§ **Material for this exercise**:

=-=-=

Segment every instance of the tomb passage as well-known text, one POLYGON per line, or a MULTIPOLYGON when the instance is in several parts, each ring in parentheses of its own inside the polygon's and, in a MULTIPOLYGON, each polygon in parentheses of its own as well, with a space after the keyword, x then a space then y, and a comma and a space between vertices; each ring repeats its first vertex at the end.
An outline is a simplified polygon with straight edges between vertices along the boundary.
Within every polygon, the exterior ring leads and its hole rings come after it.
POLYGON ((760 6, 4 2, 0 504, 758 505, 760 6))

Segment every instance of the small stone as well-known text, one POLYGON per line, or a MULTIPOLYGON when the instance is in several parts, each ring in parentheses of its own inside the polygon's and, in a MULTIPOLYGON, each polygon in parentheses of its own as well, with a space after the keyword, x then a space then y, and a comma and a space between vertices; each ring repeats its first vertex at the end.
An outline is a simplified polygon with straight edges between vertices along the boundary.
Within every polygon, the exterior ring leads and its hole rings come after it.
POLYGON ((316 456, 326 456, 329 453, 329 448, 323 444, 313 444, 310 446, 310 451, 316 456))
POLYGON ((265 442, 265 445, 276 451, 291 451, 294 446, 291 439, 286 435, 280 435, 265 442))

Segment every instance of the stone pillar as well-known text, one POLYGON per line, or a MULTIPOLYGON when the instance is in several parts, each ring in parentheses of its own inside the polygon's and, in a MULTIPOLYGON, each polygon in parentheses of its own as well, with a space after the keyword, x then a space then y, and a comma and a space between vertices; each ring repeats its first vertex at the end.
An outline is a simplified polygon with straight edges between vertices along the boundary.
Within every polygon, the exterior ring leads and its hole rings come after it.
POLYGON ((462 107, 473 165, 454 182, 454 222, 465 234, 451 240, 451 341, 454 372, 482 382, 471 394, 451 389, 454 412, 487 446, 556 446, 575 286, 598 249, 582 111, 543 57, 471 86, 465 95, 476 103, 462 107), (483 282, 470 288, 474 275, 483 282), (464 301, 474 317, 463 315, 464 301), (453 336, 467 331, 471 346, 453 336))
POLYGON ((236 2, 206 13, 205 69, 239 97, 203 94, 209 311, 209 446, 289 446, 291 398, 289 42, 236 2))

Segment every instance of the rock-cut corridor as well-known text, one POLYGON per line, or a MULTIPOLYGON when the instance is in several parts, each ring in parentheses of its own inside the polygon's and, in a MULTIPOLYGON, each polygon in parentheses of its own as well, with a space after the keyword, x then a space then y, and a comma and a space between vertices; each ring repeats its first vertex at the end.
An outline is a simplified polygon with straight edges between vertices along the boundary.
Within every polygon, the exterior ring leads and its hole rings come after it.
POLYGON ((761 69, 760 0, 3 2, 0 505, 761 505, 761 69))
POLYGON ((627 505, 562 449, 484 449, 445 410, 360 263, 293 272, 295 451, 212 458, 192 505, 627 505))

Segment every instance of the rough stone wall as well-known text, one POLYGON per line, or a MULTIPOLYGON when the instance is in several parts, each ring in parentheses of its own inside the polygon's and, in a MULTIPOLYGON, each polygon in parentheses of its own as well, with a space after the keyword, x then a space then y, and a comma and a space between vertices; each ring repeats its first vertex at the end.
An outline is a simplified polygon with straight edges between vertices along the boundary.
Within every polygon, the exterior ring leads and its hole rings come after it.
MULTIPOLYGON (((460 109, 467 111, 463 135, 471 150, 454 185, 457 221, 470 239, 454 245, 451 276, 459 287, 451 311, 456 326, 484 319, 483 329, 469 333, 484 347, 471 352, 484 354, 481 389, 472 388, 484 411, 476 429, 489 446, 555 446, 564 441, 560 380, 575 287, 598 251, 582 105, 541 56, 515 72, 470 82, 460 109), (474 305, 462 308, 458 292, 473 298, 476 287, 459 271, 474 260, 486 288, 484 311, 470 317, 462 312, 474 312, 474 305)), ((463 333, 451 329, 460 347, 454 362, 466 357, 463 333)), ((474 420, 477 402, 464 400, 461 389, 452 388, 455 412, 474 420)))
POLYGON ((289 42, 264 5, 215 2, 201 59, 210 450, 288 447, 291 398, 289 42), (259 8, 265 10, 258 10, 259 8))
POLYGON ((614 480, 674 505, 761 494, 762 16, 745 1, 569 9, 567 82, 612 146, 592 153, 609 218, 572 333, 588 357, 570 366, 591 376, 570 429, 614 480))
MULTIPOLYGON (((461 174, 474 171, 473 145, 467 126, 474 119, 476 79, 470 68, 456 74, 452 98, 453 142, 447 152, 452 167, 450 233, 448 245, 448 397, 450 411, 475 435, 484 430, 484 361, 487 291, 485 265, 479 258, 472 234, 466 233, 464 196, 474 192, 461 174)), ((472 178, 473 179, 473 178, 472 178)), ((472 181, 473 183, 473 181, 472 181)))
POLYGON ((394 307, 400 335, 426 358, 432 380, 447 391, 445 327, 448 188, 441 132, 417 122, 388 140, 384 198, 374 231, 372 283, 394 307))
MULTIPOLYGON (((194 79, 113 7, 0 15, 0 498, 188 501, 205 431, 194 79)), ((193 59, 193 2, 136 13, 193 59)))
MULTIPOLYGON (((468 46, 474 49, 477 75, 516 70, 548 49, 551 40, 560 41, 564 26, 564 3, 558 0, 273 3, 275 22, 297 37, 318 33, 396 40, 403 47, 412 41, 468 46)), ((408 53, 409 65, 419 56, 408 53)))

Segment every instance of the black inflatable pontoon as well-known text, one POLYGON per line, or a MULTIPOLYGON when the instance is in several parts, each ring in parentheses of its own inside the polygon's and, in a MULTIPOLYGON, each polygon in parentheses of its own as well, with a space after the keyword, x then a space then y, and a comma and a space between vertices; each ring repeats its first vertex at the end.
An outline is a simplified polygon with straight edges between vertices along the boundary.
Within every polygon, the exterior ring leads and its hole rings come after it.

=-=-=

§ **Instructions for the task**: Return the entries in full, keeping every line exactly as it is.

§ **Response area**:
Segment every instance of the tomb passage as well-known text, one POLYGON per line, or a MULTIPOLYGON when the instance is in several parts, each ring in parentheses of its own inside the polygon's and, in a MULTIPOLYGON, each polygon in parentheses of its own as well, with a space after the keyword, x then a space then y, and a comma and a space between vertices; each ring repeats its first vertex at the end.
An outline is a simplified polygon with straight edges between vertices along the boundary.
Within every polygon, the exterior ring leads and its hole rings come after it.
POLYGON ((760 6, 4 2, 0 504, 758 505, 760 6))

Segment every instance of the small stone as well-known text, one POLYGON per line, or a MULTIPOLYGON when the instance is in several parts, each ring in parentheses of its own inside the polygon's and, in a MULTIPOLYGON, each polygon in parentheses of its own as well, with a space after the keyword, x then a space then y, and a comma and a space between vertices; each ring repeats its first vertex at the end.
An outline is a simplified polygon with straight edges between vertices along the boundary.
Within every polygon, the exterior ring leads and its hole rings come after it.
POLYGON ((316 456, 326 456, 329 453, 329 448, 323 444, 313 444, 310 446, 310 451, 316 456))
POLYGON ((265 442, 265 445, 276 451, 291 451, 294 446, 291 439, 286 435, 280 435, 265 442))

Segment every instance of the stone pillar as well-known text, one POLYGON per line, or a MULTIPOLYGON when the instance is in several parts, each ring in parentheses of its own inside the polygon's and, in a MULTIPOLYGON, each polygon in parentheses of its own as well, with a space after the keyword, x then a space then y, and a comma and a space between vertices; each ring repeats its first vertex at the end.
An outline is a simplified polygon with straight edges between vertices along the boundary.
Within every polygon, the exterior ring leads and its hole rings come after it.
POLYGON ((462 107, 473 165, 454 182, 454 222, 465 234, 451 240, 451 341, 454 372, 482 382, 471 394, 451 389, 454 412, 487 446, 556 446, 575 286, 598 249, 582 111, 543 57, 471 86, 465 95, 476 103, 462 107), (483 282, 470 288, 474 275, 483 282), (464 301, 474 317, 463 315, 464 301), (453 336, 467 331, 471 346, 453 336))
POLYGON ((236 2, 206 13, 205 69, 239 97, 203 94, 209 311, 209 446, 289 446, 291 398, 289 42, 236 2))

Segment every instance of the rock-cut corridor as well-known text, one POLYGON per line, or a MULTIPOLYGON when the instance is in several parts, each ring in parentheses of its own inside the polygon's and, in a MULTIPOLYGON, each polygon in parentheses of its own as well, with a space after the keyword, x then a space then y, and a comma and a space between vertices; each ring repeats its first vertex at the end.
An outline is a simplified polygon with straight edges between vertices along the boundary.
Within every polygon, the exterior ring leads and its hole rings come after it.
POLYGON ((761 69, 760 0, 3 2, 0 505, 761 505, 761 69))
POLYGON ((627 505, 562 449, 484 449, 445 410, 360 263, 293 272, 295 451, 212 458, 192 505, 627 505))

Segment every instance of the rough stone wall as well-known text, one POLYGON per line, or a MULTIPOLYGON when the instance is in several parts, each ring in parentheses of its own inside the polygon's and, in a MULTIPOLYGON, each polygon in parentheses of its own as well, with a space after the keyword, x then a space then y, and a comma and a space between vertices; each ring repeats its first vertex at the end.
An outline is a simplified polygon with straight edges between vertices along the boundary.
Within every polygon, the exterior ring leads and its hole rings come after it.
MULTIPOLYGON (((460 109, 467 111, 463 135, 471 150, 454 185, 457 221, 470 239, 454 245, 451 276, 459 287, 451 311, 456 326, 484 319, 483 329, 469 333, 484 347, 471 352, 484 354, 481 389, 472 388, 484 411, 476 429, 489 446, 555 446, 564 441, 560 380, 575 287, 598 251, 582 105, 541 56, 515 72, 470 82, 460 109), (474 305, 462 308, 458 292, 473 298, 476 287, 459 271, 474 260, 486 288, 484 311, 470 317, 462 312, 474 312, 474 305)), ((463 333, 451 329, 460 347, 454 362, 466 357, 463 333)), ((474 420, 477 402, 464 400, 461 389, 452 388, 455 412, 474 420)))
POLYGON ((289 42, 264 5, 215 2, 201 59, 210 450, 288 447, 291 398, 289 42), (259 8, 265 10, 258 10, 259 8))
POLYGON ((614 480, 674 505, 761 494, 762 16, 745 1, 569 9, 567 82, 612 146, 592 153, 609 218, 572 333, 588 357, 570 366, 591 376, 570 429, 614 480))
MULTIPOLYGON (((461 174, 474 171, 473 145, 467 126, 474 119, 476 79, 470 68, 456 74, 452 98, 453 142, 447 152, 452 167, 450 233, 448 245, 448 397, 450 411, 475 435, 484 430, 484 361, 487 291, 485 265, 479 258, 472 234, 466 233, 464 196, 474 192, 461 174)), ((472 178, 473 179, 473 178, 472 178)), ((472 181, 473 183, 473 181, 472 181)))
POLYGON ((394 307, 400 335, 426 358, 432 380, 447 391, 445 327, 448 188, 441 132, 417 122, 388 140, 384 198, 374 231, 372 283, 394 307))
MULTIPOLYGON (((194 79, 113 7, 0 15, 0 498, 188 501, 205 431, 194 79)), ((193 59, 193 2, 136 13, 193 59)))
MULTIPOLYGON (((468 46, 474 49, 477 75, 516 70, 548 49, 551 40, 560 41, 564 26, 564 3, 558 0, 273 3, 275 22, 297 37, 318 33, 396 40, 403 47, 412 41, 468 46)), ((408 53, 409 65, 419 56, 408 53)))

Segment every instance of the black inflatable pontoon as well-known text, one POLYGON per line, or a MULTIPOLYGON when the instance is in several parts, each ring in parentheses of its own inside the polygon's and, in a MULTIPOLYGON, each polygon in parentheses of its own as well, with a space after the keyword, x then a space then y, and a comma and a space between vertices; each ring repeats its first vertex at the end.
An outline is a simplified polygon with straight edges between vertices along the boundary.
Within every polygon, the exterior ring leads and its hole rings come after it.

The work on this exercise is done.